Please reproduce the cycling blog post below in full, word for word.

[EXTRACT TO READ]
+---+
The storm has finally passed and I'm back where I started, staring out of the window at my parents' home in Luxembourg. Just like that day in February when I outlined all my hopes for the season, it's a cool, crisp morning. It's as if the season hasn't even happened.
My parents' garden hasn't changed. The bushes and grass seem no different. A bit of paint has faded on the garage door and a few dead leaves sit on the window ledge but that's it.
For me, though, it's been a huge experience and a breakthrough season. From the Classics to the Tour to the Vuelta and Worlds; there have been so many emotions and experiences. I'll save them all for another month's blog.
I've been kept busy since my abortive ride at the Worlds. The last few days have been spent in Madrid at Specialized's - our team's bike sponsor - expense. They flew me and Burry Stander out and had us compete in a kind of cycling celebrity death match. Okay, maybe that's a bit extreme, but for anyone who isn't familiar with Burry, he's the World Under-23 mountain bike champion and most importantly, he's quick. Very quick.
+---+
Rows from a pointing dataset
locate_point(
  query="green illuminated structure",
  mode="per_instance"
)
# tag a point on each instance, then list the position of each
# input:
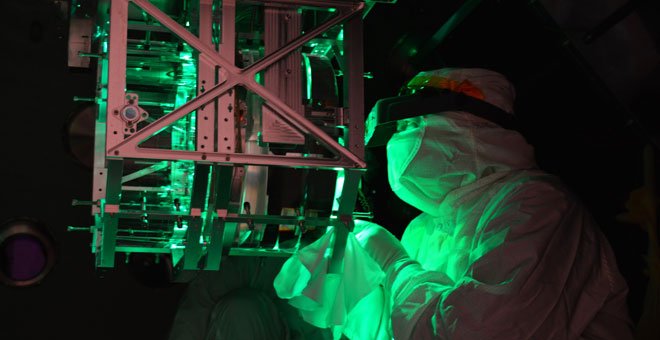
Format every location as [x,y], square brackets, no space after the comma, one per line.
[220,124]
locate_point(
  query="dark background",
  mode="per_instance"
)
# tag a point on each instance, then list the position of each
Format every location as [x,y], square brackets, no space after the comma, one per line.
[589,108]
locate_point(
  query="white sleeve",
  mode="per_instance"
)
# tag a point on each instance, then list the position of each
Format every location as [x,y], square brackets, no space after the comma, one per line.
[545,280]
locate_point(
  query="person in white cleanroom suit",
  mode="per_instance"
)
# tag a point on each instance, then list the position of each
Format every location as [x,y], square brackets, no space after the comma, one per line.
[238,302]
[501,249]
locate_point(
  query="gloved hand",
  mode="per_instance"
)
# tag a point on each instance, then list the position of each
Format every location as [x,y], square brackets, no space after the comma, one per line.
[380,244]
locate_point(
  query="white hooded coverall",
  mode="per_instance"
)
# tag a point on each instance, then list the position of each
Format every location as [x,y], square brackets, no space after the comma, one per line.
[501,250]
+---+
[WRITTEN ANSWER]
The storm has finally passed and I'm back where I started, staring out of the window at my parents' home in Luxembourg. Just like that day in February when I outlined all my hopes for the season, it's a cool, crisp morning. It's as if the season hasn't even happened.
My parents' garden hasn't changed. The bushes and grass seem no different. A bit of paint has faded on the garage door and a few dead leaves sit on the window ledge but that's it.
For me, though, it's been a huge experience and a breakthrough season. From the Classics to the Tour to the Vuelta and Worlds; there have been so many emotions and experiences. I'll save them all for another month's blog.
I've been kept busy since my abortive ride at the Worlds. The last few days have been spent in Madrid at Specialized's - our team's bike sponsor - expense. They flew me and Burry Stander out and had us compete in a kind of cycling celebrity death match. Okay, maybe that's a bit extreme, but for anyone who isn't familiar with Burry, he's the World Under-23 mountain bike champion and most importantly, he's quick. Very quick.